**Instructions to follow:** Please turn the records below into a numbered list with one item per line, leaving out any blank lines.
======== Data provided ========
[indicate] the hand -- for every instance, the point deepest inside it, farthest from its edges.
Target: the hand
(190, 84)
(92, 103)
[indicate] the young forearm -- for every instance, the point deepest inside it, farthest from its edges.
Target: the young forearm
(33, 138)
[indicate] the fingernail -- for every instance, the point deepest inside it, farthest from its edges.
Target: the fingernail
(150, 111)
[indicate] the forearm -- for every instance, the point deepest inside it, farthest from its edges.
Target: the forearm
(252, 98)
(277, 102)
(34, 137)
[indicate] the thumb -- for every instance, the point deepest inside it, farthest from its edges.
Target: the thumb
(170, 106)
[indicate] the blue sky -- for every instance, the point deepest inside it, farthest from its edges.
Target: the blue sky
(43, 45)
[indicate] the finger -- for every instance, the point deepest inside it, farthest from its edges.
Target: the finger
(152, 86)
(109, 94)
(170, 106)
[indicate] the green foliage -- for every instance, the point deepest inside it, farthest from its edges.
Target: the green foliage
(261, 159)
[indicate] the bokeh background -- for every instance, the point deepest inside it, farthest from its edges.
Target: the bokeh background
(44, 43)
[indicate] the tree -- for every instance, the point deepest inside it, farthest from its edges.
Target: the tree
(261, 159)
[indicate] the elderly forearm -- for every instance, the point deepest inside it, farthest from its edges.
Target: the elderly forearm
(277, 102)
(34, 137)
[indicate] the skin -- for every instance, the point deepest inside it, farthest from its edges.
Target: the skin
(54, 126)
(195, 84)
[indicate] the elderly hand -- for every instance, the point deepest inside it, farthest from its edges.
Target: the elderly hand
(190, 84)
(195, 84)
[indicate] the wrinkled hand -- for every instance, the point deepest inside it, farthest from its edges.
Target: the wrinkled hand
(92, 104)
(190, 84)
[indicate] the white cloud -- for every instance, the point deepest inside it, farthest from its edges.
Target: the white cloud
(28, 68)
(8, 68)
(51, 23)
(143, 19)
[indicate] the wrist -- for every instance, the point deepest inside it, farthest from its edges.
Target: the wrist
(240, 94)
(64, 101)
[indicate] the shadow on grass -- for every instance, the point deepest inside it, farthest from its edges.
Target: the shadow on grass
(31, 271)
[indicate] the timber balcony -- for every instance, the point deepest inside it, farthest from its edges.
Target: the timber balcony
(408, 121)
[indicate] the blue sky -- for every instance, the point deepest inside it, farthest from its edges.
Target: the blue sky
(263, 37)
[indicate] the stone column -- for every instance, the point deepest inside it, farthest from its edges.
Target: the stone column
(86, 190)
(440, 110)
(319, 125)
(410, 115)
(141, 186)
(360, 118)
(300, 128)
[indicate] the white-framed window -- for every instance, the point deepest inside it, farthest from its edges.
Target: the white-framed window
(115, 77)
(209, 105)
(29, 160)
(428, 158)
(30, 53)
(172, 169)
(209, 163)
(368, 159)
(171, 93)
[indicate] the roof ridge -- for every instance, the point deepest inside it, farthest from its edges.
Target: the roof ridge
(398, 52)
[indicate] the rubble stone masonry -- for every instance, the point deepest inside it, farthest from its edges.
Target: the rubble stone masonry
========
**Exercise output:**
1. [indicate] the hand -- for every instance, the point deepest inside it, farthest from its edges.
2. Target: the hand
3. (190, 84)
4. (92, 103)
5. [indicate] the young forearm -- for every instance, the point deepest inside it, farthest from its edges.
6. Target: the young forearm
7. (33, 138)
8. [indicate] the fingernail -- for every instance, the point deepest inside it, farthest from its edges.
9. Target: the fingernail
10. (150, 111)
11. [indicate] the forearm -- for every instance, the point deepest inside it, farthest from its edges.
12. Target: the forearm
13. (252, 98)
14. (277, 102)
15. (34, 137)
16. [indicate] the thumb -- for every instance, the point deepest inside it, farthest from its edges.
17. Target: the thumb
18. (170, 106)
19. [indicate] the blue sky -- for every instance, the point deepest inside it, farthest from its edges.
20. Target: the blue sky
21. (43, 45)
22. [indicate] the finger -- for every instance, the point deepest inside it, farthest from its edges.
23. Target: the finger
24. (152, 86)
25. (109, 94)
26. (170, 106)
27. [indicate] the green foliage -- for every instance, the point deepest inside it, farthest from its edges.
28. Target: the green foliage
29. (261, 159)
30. [indicate] the bokeh background -- for every instance, the point deepest inside it, farthest from its edges.
31. Target: the bokeh background
32. (44, 43)
33. [indicate] the tree -- for every instance, the point deepest inside it, farthest from its edges.
34. Target: the tree
35. (261, 159)
36. [indicate] the elderly forearm -- for every instance, the point deepest inside it, farthest from its edges.
37. Target: the elderly forearm
38. (277, 102)
39. (34, 137)
40. [indicate] the skin -- for every instance, the point deepest inside it, farthest from its edges.
41. Target: the skin
42. (54, 126)
43. (195, 84)
44. [indicate] the elderly hand -- for every instance, the point deepest inside it, farthest from its edges.
45. Target: the elderly hand
46. (190, 84)
47. (195, 84)
48. [indicate] the wrinkled hand -- for every instance, the point deepest inside it, farthest from its edges.
49. Target: the wrinkled hand
50. (92, 104)
51. (190, 84)
52. [indicate] the white cloud -- for every instance, the point deepest inside it, farthest from its edges.
53. Target: the white cloud
54. (28, 68)
55. (8, 68)
56. (51, 23)
57. (143, 19)
58. [indicate] the wrist -- for every instance, the point deepest inside it, farthest from its edges.
59. Target: the wrist
60. (240, 94)
61. (64, 101)
62. [indicate] the shadow on grass -- for every instance, the point deepest inside it, farthest from its edges.
63. Target: the shadow on grass
64. (31, 271)
65. [indicate] the timber balcony -- for every instance, the point deepest inside it, farthest from its edges.
66. Target: the timber balcony
67. (408, 121)
68. [indicate] the blue sky -- for every instance, the point deepest inside it, farthest from its edges.
69. Target: the blue sky
70. (263, 37)
71. [indicate] the stone column -- for every instance, the point deepest inside it, farthest from its edges.
72. Target: the stone column
73. (86, 190)
74. (440, 110)
75. (319, 125)
76. (410, 115)
77. (141, 186)
78. (360, 118)
79. (300, 128)
80. [indicate] the white-framed window -- for every instance, the point deepest inside it, farthest from its edges.
81. Target: the white-framed window
82. (115, 77)
83. (209, 105)
84. (29, 160)
85. (428, 158)
86. (30, 53)
87. (172, 169)
88. (209, 163)
89. (368, 159)
90. (171, 93)
91. [indicate] the roof ridge -- for every instance, the point deepest inside it, farthest from its edges.
92. Target: the roof ridge
93. (398, 52)
94. [indicate] the rubble stone masonry -- for every instance, the point deepest inside it, farthest from its edges.
95. Target: the rubble stone masonry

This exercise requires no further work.